GIVEN EXERCISE: Pull out every line in the items below where the word "water" appears, and copy each one.

RECORDS PROVIDED:
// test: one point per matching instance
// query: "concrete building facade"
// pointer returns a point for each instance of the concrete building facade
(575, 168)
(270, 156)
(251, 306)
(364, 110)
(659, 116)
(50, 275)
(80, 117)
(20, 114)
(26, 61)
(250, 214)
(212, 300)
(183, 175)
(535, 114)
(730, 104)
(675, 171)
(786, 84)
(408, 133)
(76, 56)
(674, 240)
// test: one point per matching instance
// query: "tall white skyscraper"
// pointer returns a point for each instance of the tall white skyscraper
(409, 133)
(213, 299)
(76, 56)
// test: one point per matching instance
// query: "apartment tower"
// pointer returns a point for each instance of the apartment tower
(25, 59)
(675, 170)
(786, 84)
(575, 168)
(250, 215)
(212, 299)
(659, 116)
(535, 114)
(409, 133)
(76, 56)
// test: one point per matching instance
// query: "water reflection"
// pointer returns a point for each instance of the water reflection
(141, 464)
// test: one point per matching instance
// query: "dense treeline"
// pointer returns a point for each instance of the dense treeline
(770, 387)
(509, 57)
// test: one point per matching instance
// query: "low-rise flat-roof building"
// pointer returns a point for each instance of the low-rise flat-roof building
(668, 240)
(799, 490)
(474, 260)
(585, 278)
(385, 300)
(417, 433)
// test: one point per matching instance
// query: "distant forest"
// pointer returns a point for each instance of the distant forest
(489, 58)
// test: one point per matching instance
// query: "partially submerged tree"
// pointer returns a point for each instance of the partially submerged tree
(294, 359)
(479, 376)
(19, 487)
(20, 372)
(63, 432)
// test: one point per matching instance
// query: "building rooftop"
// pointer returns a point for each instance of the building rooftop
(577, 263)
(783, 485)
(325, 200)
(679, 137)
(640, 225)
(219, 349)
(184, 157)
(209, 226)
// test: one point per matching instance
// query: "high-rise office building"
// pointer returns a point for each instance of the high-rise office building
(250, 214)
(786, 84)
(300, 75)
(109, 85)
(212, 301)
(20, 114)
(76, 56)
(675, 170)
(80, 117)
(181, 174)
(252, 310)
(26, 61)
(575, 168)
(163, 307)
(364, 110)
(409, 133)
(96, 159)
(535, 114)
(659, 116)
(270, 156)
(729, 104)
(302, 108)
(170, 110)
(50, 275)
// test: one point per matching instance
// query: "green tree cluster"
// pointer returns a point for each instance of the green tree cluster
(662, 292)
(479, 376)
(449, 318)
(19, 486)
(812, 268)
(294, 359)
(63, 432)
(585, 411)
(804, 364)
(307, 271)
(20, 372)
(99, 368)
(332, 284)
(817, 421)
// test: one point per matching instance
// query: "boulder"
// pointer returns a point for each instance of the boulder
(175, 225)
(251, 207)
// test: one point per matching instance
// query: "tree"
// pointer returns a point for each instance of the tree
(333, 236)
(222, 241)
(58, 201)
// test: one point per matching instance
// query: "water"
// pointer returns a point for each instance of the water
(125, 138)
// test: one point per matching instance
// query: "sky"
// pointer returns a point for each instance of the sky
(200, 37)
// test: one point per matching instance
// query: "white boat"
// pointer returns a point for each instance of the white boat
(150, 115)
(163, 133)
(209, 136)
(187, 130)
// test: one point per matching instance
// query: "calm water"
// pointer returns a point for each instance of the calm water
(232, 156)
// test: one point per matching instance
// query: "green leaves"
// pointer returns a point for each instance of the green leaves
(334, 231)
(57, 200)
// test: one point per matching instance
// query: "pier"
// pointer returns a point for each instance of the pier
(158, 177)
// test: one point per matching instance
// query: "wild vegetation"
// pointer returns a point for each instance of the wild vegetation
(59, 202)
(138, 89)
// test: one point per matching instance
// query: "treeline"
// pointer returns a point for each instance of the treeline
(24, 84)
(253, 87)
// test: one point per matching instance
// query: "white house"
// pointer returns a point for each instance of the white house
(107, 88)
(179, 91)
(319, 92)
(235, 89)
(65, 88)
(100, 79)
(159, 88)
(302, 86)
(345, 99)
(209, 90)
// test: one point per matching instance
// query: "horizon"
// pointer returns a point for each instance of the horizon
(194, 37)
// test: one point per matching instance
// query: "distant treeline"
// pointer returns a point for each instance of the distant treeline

THE ANSWER:
// query: "water reflection"
// pointer returns a point for each instance of the water reflection
// query: "water"
// pointer returns a point for each instance of the water
// query: "calm water"
// pointer returns a point for each instance of the calm water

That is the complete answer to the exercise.